Exercise goal → Can you recast all of the material below as a JSON list of strings, one string per line, skipping blank lines and leaving out the pictures?

Data records →
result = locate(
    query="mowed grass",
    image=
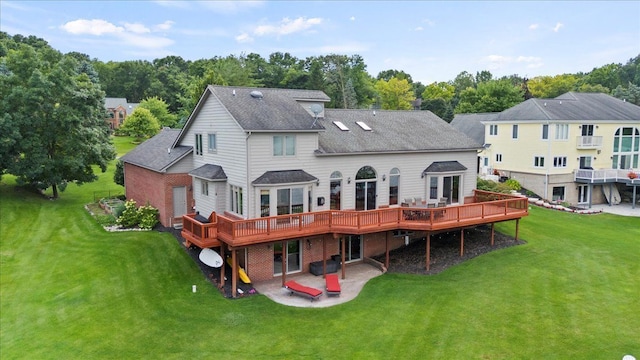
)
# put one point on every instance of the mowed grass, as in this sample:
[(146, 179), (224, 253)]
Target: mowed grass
[(70, 290)]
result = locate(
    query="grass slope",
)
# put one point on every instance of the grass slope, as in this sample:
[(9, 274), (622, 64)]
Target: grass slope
[(69, 289)]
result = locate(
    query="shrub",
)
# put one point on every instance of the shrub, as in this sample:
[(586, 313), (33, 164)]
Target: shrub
[(130, 216), (513, 184), (148, 217)]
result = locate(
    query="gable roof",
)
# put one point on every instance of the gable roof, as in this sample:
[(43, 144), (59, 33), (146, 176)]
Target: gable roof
[(391, 131), (153, 155), (284, 177), (471, 124), (572, 106)]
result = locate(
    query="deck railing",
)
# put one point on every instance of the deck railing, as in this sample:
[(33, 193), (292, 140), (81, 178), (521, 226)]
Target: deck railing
[(604, 175), (491, 207)]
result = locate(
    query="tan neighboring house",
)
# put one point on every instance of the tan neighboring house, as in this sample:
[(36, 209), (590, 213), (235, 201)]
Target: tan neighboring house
[(577, 148), (118, 109)]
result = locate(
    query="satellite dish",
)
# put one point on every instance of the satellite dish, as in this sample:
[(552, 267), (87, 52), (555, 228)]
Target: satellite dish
[(316, 109)]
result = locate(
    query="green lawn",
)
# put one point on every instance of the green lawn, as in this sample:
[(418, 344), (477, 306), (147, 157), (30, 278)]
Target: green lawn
[(71, 290)]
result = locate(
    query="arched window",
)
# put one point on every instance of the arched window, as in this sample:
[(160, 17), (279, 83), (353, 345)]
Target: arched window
[(394, 186), (626, 148), (335, 190), (366, 179)]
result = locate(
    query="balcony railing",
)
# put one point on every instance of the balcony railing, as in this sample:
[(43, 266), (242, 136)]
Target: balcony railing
[(589, 142), (604, 175), (487, 208)]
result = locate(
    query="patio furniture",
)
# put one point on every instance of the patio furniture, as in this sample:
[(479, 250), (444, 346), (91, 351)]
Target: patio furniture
[(332, 284), (299, 289)]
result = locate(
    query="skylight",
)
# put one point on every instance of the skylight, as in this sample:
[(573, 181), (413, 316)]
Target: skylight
[(363, 125), (341, 126)]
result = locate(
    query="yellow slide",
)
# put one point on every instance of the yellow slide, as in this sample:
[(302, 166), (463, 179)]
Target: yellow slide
[(241, 274)]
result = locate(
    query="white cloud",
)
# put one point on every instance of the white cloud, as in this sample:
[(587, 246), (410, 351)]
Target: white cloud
[(164, 26), (557, 27), (91, 27), (244, 38), (136, 28), (287, 26)]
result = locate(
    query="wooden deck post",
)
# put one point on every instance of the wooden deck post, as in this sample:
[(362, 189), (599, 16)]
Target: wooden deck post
[(234, 273), (461, 242), (428, 259), (386, 250), (492, 233)]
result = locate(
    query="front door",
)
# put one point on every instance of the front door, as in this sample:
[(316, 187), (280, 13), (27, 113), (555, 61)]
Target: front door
[(179, 201)]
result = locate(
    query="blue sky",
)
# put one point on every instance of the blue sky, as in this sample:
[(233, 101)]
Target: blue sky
[(430, 40)]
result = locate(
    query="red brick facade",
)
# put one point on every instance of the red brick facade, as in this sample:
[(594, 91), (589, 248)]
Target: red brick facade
[(156, 189)]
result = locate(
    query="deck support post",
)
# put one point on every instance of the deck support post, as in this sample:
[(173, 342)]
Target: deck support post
[(386, 250), (493, 232), (222, 254), (461, 242), (428, 259), (234, 273)]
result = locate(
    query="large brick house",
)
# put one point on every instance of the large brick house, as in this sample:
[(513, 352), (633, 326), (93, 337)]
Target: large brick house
[(276, 159)]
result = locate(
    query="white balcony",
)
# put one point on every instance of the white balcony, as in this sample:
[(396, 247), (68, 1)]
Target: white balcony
[(589, 142)]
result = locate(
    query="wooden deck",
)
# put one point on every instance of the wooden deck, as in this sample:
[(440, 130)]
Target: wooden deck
[(486, 208)]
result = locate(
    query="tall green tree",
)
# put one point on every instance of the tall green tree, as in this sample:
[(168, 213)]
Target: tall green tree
[(140, 124), (395, 94), (160, 110), (56, 111)]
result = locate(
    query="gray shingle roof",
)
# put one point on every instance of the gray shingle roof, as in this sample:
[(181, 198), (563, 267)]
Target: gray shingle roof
[(471, 124), (209, 172), (572, 106), (444, 166), (284, 177), (152, 154), (277, 110), (392, 131)]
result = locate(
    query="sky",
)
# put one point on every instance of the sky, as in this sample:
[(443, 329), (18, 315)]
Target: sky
[(429, 40)]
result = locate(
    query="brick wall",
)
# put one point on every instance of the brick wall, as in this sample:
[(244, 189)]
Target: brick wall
[(156, 189)]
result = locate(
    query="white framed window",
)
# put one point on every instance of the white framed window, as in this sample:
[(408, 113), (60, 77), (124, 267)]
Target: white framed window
[(211, 143), (284, 145), (562, 131), (236, 199), (198, 144), (559, 161)]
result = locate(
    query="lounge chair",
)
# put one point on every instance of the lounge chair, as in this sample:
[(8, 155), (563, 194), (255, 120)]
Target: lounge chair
[(332, 284), (302, 290)]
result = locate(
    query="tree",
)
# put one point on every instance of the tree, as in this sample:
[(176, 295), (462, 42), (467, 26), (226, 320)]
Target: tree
[(160, 111), (140, 124), (395, 94), (56, 111)]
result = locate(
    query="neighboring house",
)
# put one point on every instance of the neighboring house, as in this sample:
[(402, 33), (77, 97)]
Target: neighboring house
[(576, 148), (118, 109), (274, 167), (471, 124)]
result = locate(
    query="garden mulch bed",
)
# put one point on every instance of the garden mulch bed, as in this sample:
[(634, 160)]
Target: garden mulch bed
[(445, 250)]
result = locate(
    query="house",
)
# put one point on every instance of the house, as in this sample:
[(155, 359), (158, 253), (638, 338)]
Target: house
[(278, 182), (118, 109), (576, 148)]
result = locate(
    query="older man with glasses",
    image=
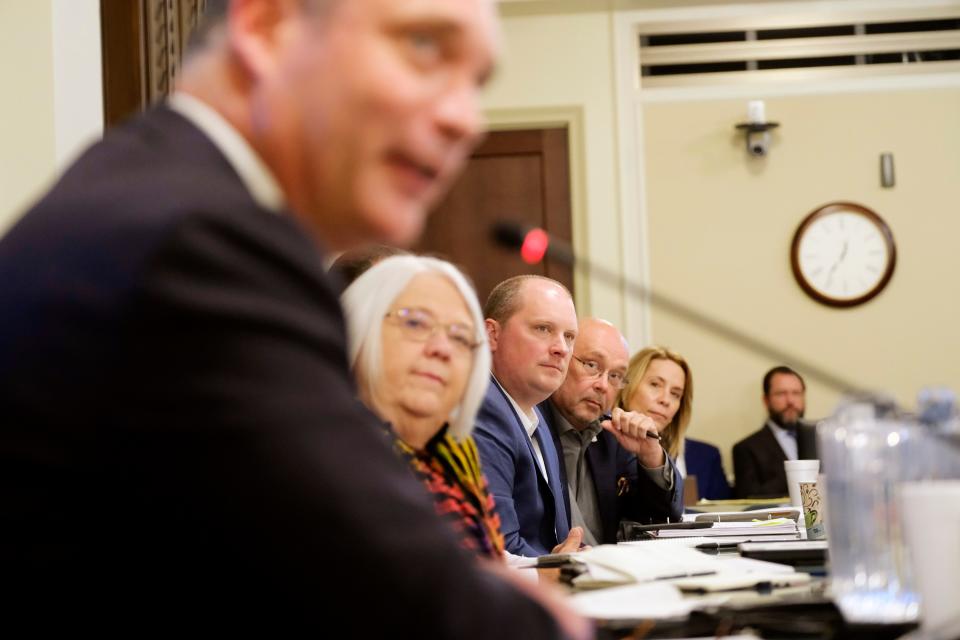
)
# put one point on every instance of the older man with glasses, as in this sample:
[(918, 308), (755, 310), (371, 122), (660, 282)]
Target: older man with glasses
[(615, 467)]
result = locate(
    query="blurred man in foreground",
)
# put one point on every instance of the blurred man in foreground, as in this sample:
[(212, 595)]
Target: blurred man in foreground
[(180, 440)]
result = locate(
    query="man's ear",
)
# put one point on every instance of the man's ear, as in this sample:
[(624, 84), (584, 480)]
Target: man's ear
[(258, 30), (493, 333)]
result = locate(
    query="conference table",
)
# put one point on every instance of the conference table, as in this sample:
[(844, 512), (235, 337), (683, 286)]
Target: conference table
[(797, 612)]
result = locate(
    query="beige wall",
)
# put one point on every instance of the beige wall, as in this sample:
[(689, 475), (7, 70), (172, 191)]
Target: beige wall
[(558, 68), (723, 246), (719, 226), (27, 152), (53, 107)]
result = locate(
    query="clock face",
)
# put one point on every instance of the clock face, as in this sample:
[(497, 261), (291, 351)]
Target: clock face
[(843, 254)]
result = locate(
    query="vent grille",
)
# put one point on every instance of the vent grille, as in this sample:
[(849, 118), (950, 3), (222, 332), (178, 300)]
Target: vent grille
[(752, 49)]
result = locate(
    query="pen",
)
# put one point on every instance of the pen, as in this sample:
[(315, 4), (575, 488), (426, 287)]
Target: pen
[(609, 416), (716, 546)]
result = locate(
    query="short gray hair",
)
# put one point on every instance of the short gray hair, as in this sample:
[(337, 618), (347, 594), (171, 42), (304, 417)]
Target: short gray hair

Answer for the task →
[
  "result = locate(",
  "    query=\"mowed grass\",",
  "    image=",
  ")",
  "# put one point on every instance of the mowed grass, as in this sample:",
  "[(146, 179), (224, 253)]",
  "Target: mowed grass",
  "[(70, 290)]",
  "result = locate(",
  "    query=\"grass slope\",",
  ")",
  "# put one point on every instance of the grass slope, as in this sample:",
  "[(9, 274), (622, 64)]",
  "Target: grass slope",
  "[(69, 289)]",
  "result = locate(",
  "    query=\"shrub\",",
  ")",
  "# put one point on every instance of the shrub, as in this sample:",
  "[(586, 313), (33, 164)]",
  "Target: shrub",
  "[(130, 216), (513, 184), (148, 217)]",
  "result = locate(",
  "    query=\"gable roof\",",
  ")",
  "# put one point on every instance of the gable roof, as in this sample:",
  "[(43, 144), (59, 33), (146, 176)]",
  "Target: gable roof",
  "[(391, 131), (153, 155), (284, 177), (471, 124), (572, 106)]",
  "result = locate(",
  "    query=\"deck railing\",",
  ")",
  "# put one point on every instance of the deck railing, as in this sample:",
  "[(33, 193), (292, 140), (81, 178), (521, 226)]",
  "Target: deck railing",
  "[(604, 175), (491, 207)]",
  "result = locate(",
  "    query=\"tan neighboring house\",",
  ")",
  "# put one point on every instance of the tan neighboring house, as in this sample:",
  "[(36, 209), (590, 213), (235, 201)]",
  "Target: tan neighboring house",
  "[(577, 148), (118, 109)]",
  "result = locate(",
  "    query=\"satellite dish\",",
  ")",
  "# put one point on every instance of the satellite dish, as in this sample:",
  "[(552, 267), (87, 52), (555, 228)]",
  "Target: satellite dish",
  "[(316, 109)]",
  "result = locate(",
  "    query=\"green lawn\",",
  ")",
  "# put one point on every instance of the green lawn, as in this sample:",
  "[(418, 344), (477, 306), (147, 157), (30, 278)]",
  "Target: green lawn",
  "[(71, 290)]",
  "result = locate(",
  "    query=\"arched window\",",
  ")",
  "# put one point on every instance of the arched window, as in this sample:",
  "[(160, 17), (279, 83), (353, 345)]",
  "Target: arched window",
  "[(394, 186), (626, 148), (335, 190), (366, 179)]",
  "result = locate(",
  "    query=\"balcony railing\",",
  ")",
  "# put one point on every instance of the balcony railing, as in this sample:",
  "[(43, 266), (242, 136)]",
  "Target: balcony railing",
  "[(589, 142), (604, 175), (487, 208)]",
  "result = locate(",
  "    query=\"patio furniture\",",
  ")",
  "# put one point on every instance of the patio furniture, as in this sample:",
  "[(479, 250), (444, 346), (91, 351)]",
  "Target: patio furniture",
  "[(332, 284), (299, 289)]",
  "result = locate(",
  "    query=\"skylight\",",
  ")",
  "# put one point on every instance of the skylight, as in this sample:",
  "[(573, 181), (413, 316)]",
  "Target: skylight",
  "[(363, 125), (341, 126)]",
  "result = locate(",
  "    query=\"yellow slide\",",
  ")",
  "# put one point on every instance of the yellow slide, as in this sample:",
  "[(302, 166), (463, 179)]",
  "Target: yellow slide",
  "[(241, 274)]",
  "result = locate(",
  "    query=\"white cloud\",",
  ")",
  "# put one point on every instance of the white cloud, as in this sample:",
  "[(587, 246), (410, 351)]",
  "Target: white cloud",
  "[(164, 26), (557, 27), (91, 27), (244, 38), (136, 28), (287, 26)]",
  "result = locate(",
  "    query=\"wooden deck post\",",
  ")",
  "# put one point on every instance of the wooden deck post, as in this sample:",
  "[(362, 189), (599, 16)]",
  "Target: wooden deck post",
  "[(234, 273), (461, 242), (428, 259), (386, 250), (492, 233)]",
  "result = locate(",
  "    query=\"front door\",",
  ")",
  "# put one point on every instance of the front door, as in this sample:",
  "[(316, 187), (280, 13), (27, 113), (555, 61)]",
  "Target: front door",
  "[(179, 201)]",
  "result = locate(",
  "    query=\"blue sky\",",
  ")",
  "# put one point on every instance of the blue sky, as in this sample:",
  "[(233, 101)]",
  "Target: blue sky",
  "[(430, 40)]",
  "result = locate(",
  "    query=\"red brick facade\",",
  ")",
  "# put one point on every instance of the red brick facade, as in this sample:",
  "[(594, 91), (589, 248)]",
  "Target: red brick facade",
  "[(156, 189)]",
  "result = locate(",
  "    query=\"deck support post\",",
  ")",
  "# put one point on every instance of the deck support post, as in this sample:",
  "[(173, 342)]",
  "Target: deck support post",
  "[(386, 250), (493, 232), (222, 254), (461, 242), (428, 259), (234, 273)]",
  "result = locate(",
  "    query=\"large brick house\",",
  ")",
  "# put one point on every instance of the large brick house, as in this sample:",
  "[(513, 352), (633, 326), (93, 337)]",
  "Target: large brick house",
  "[(276, 159)]",
  "result = locate(",
  "    query=\"white balcony\",",
  ")",
  "# put one point on every instance of the white balcony, as in this sample:",
  "[(396, 247), (68, 1)]",
  "Target: white balcony",
  "[(589, 142)]",
  "result = locate(",
  "    query=\"wooden deck\",",
  ")",
  "# put one point on every instance of the wooden deck, as in this sample:",
  "[(440, 130)]",
  "Target: wooden deck",
  "[(486, 208)]",
  "result = locate(",
  "    query=\"tall green tree\",",
  ")",
  "# put one point on every instance of the tall green tree, as in this sample:",
  "[(168, 213)]",
  "Target: tall green tree",
  "[(140, 124), (395, 94), (160, 110), (56, 111)]",
  "result = locate(",
  "    query=\"gray shingle roof\",",
  ")",
  "# put one point on every instance of the gray shingle roof, as in this sample:",
  "[(181, 198), (563, 267)]",
  "Target: gray shingle roof",
  "[(471, 124), (209, 172), (572, 106), (444, 166), (284, 177), (152, 154), (277, 110), (392, 131)]",
  "result = locate(",
  "    query=\"sky\",",
  ")",
  "# put one point on every instance of the sky, as in this sample:",
  "[(443, 329), (18, 315)]",
  "Target: sky",
  "[(429, 40)]",
  "result = locate(",
  "    query=\"brick wall\",",
  ")",
  "# put one point on every instance of the brick wall, as in this sample:",
  "[(244, 189)]",
  "Target: brick wall",
  "[(156, 189)]",
  "result = locate(",
  "    query=\"white framed window\",",
  ")",
  "# put one point on every instance of the white framed window, as in this sample:",
  "[(408, 113), (60, 77), (124, 267)]",
  "Target: white framed window",
  "[(211, 143), (284, 145), (562, 131), (236, 199), (198, 144), (559, 161)]",
  "result = locate(",
  "    query=\"lounge chair\",",
  ")",
  "# put one point on every instance of the lounge chair, as in this sample:",
  "[(8, 155), (563, 194), (255, 120)]",
  "Target: lounge chair",
  "[(332, 284), (302, 290)]",
  "result = locate(",
  "    query=\"tree\",",
  ")",
  "# put one point on every instance of the tree, as in this sample:",
  "[(176, 295), (462, 42), (467, 26), (226, 320)]",
  "Target: tree",
  "[(160, 111), (140, 124), (395, 94), (56, 111)]",
  "result = locate(",
  "    query=\"neighboring house\",",
  ")",
  "# put one point on every instance of the neighboring house, as in this sample:",
  "[(402, 33), (77, 97)]",
  "Target: neighboring house",
  "[(576, 148), (118, 109), (274, 167), (471, 124)]",
  "result = locate(",
  "    query=\"garden mulch bed\",",
  ")",
  "# put one point on every instance of the garden mulch bed, as in this sample:",
  "[(634, 160)]",
  "Target: garden mulch bed",
  "[(445, 250)]",
  "result = locate(",
  "    query=\"house\",",
  ")",
  "# put one point on every instance of the house, as in this sample:",
  "[(155, 359), (158, 253), (638, 338)]",
  "Target: house",
  "[(278, 182), (118, 109), (576, 148)]",
  "result = locate(",
  "    query=\"older man with glasses\",",
  "    image=",
  ")",
  "# put one point on every instance of the older man with glasses, as in this sample:",
  "[(918, 308), (755, 310), (371, 122), (660, 282)]",
  "Target: older man with glasses",
  "[(615, 467)]",
  "result = locate(",
  "    query=\"blurred man in foreground\",",
  ")",
  "# put one point on every instance of the blurred man in foreground, as in this sample:",
  "[(212, 595)]",
  "Target: blurred man in foreground",
  "[(180, 440)]",
  "result = locate(",
  "    query=\"man's ear\",",
  ")",
  "# put one point on every instance of the man's ear, as in this sample:",
  "[(624, 84), (584, 480)]",
  "Target: man's ear",
  "[(258, 30), (493, 333)]",
  "result = locate(",
  "    query=\"conference table\",",
  ")",
  "# put one point on every instance of the conference table, as in this sample:",
  "[(844, 512), (235, 337), (683, 286)]",
  "Target: conference table",
  "[(797, 612)]",
  "result = locate(",
  "    query=\"beige wall\",",
  ")",
  "# put one point on every instance of the beige wall, as in this sample:",
  "[(689, 475), (7, 70), (172, 191)]",
  "Target: beige wall",
  "[(558, 68), (723, 246), (719, 226), (27, 152), (53, 107)]",
  "result = locate(",
  "    query=\"clock face\",",
  ")",
  "# put one point on every instance of the clock face, as in this sample:",
  "[(497, 261), (291, 351)]",
  "Target: clock face",
  "[(843, 254)]",
  "result = locate(",
  "    query=\"vent grille\",",
  ")",
  "# put one point on every instance of the vent grille, as in this sample:",
  "[(849, 118), (950, 3), (222, 332), (178, 300)]",
  "Target: vent grille",
  "[(752, 49)]",
  "result = locate(",
  "    query=\"pen\",",
  ")",
  "# put one point on every instance of the pen, as in this sample:",
  "[(315, 4), (575, 488), (426, 287)]",
  "Target: pen",
  "[(609, 416), (716, 546)]",
  "result = locate(",
  "    query=\"short gray hair\",",
  ")",
  "# put one point on every instance of the short gray hair, as in this sample:",
  "[(337, 618), (347, 594), (171, 42), (304, 417)]",
  "Target: short gray hair"
]